WHAT YOU HAVE TO DO:
Repeat exactly, and only, the lines from the line containing "target | dog's front leg" through the last line of the records below, including both.

DATA TO USE:

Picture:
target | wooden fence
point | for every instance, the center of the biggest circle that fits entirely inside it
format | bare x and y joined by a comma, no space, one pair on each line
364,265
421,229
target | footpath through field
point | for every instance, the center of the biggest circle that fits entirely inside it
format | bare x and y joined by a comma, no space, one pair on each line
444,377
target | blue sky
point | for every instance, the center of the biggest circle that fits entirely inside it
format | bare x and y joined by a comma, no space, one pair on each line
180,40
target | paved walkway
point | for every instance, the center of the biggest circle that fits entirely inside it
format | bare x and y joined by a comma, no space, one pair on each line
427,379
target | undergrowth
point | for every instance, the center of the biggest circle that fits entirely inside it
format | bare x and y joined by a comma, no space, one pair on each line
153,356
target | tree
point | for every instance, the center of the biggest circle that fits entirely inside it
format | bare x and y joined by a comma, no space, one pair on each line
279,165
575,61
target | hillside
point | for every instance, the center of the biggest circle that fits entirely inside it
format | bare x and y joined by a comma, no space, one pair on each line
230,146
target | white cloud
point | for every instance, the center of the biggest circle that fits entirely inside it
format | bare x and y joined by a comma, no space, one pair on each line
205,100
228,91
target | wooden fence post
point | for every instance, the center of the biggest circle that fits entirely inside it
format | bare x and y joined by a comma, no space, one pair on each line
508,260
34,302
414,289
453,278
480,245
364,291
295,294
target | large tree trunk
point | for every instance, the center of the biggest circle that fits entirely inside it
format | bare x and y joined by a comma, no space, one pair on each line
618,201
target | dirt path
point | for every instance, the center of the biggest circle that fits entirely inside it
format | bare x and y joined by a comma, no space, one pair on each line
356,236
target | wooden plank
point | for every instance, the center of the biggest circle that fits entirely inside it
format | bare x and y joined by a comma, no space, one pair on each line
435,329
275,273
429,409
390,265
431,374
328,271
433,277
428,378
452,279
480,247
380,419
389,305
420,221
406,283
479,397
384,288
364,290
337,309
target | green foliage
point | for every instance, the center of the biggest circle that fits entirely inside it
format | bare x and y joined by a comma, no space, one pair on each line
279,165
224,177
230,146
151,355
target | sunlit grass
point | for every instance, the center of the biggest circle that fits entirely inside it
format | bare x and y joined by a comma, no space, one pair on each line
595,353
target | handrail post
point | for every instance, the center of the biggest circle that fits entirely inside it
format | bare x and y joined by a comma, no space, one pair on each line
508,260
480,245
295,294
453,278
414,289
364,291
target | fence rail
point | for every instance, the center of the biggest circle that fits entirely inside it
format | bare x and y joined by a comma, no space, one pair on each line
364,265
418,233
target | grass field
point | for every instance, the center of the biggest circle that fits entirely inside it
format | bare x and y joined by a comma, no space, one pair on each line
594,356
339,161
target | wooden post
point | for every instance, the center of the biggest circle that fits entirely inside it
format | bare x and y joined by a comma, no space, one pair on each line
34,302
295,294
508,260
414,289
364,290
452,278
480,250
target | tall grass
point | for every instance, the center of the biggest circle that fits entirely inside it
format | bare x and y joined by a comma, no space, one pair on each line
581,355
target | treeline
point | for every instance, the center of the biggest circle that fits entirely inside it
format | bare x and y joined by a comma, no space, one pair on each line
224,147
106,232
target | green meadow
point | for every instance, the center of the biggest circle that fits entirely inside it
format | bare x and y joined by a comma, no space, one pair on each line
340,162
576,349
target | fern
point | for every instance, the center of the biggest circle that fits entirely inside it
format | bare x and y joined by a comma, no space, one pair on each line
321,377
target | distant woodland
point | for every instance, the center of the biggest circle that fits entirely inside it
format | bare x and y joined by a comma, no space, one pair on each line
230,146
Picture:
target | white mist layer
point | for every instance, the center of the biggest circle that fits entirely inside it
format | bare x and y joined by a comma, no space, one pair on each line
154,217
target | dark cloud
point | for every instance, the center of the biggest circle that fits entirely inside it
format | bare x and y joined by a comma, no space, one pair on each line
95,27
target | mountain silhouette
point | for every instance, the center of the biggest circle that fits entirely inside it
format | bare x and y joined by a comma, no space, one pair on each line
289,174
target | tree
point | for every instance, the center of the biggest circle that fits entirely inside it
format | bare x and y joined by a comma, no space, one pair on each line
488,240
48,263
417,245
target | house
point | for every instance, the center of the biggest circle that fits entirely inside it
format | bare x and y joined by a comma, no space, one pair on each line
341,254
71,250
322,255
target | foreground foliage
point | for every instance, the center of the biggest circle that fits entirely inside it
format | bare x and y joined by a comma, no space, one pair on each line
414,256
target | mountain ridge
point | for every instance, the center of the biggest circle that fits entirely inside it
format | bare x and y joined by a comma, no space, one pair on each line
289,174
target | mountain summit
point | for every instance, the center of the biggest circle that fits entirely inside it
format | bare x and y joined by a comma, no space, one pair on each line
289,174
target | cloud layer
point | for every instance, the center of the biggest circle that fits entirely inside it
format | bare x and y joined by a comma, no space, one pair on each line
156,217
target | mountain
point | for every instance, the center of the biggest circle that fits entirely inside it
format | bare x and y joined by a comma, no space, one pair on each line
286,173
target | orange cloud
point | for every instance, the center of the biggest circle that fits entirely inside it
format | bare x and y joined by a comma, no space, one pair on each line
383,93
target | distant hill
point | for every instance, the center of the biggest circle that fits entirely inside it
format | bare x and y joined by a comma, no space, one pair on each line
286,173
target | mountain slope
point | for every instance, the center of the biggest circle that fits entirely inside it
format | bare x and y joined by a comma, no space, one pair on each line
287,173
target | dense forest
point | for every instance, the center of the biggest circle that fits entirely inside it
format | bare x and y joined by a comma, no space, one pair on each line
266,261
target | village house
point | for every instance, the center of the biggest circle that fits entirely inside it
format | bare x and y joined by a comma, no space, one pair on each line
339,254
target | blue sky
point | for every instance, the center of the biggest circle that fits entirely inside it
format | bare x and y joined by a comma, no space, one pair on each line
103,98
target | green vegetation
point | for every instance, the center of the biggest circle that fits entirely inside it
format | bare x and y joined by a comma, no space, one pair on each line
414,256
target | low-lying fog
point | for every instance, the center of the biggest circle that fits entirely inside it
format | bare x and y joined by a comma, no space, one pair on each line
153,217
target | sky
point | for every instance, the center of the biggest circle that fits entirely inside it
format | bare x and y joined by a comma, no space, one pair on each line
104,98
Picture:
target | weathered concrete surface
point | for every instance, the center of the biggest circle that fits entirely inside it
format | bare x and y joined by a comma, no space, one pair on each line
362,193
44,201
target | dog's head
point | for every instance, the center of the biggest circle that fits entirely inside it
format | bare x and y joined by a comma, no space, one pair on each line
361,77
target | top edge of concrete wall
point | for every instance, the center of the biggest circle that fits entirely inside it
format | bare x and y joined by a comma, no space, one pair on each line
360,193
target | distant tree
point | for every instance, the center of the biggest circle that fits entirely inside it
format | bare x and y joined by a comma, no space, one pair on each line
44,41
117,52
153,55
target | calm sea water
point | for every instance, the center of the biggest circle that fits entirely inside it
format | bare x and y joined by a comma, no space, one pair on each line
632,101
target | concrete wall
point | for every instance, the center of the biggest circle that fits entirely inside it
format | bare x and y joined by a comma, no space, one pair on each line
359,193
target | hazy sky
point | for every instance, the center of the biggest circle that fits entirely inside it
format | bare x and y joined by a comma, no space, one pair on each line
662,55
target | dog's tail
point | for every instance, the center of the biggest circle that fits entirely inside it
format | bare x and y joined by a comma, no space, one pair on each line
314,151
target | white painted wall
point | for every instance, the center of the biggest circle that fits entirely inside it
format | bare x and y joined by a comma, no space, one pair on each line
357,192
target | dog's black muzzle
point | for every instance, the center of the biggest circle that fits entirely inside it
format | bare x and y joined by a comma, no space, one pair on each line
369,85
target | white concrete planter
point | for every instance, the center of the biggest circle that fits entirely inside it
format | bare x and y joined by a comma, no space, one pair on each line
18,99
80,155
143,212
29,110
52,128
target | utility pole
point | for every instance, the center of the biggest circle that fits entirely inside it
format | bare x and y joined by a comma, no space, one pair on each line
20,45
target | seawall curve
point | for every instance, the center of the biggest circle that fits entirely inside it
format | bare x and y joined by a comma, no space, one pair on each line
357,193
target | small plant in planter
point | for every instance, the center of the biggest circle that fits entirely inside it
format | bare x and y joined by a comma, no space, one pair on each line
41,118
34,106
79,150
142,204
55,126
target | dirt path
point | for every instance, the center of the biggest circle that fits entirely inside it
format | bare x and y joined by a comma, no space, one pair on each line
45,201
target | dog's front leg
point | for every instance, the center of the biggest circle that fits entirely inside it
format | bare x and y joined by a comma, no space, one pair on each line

ANSWER TO THIS PROBLEM:
target | dog's front leg
point | for every instance, the center of the biggest circle that fits entirely inside it
format | bare x and y joined by a comma, no space, one pair on each line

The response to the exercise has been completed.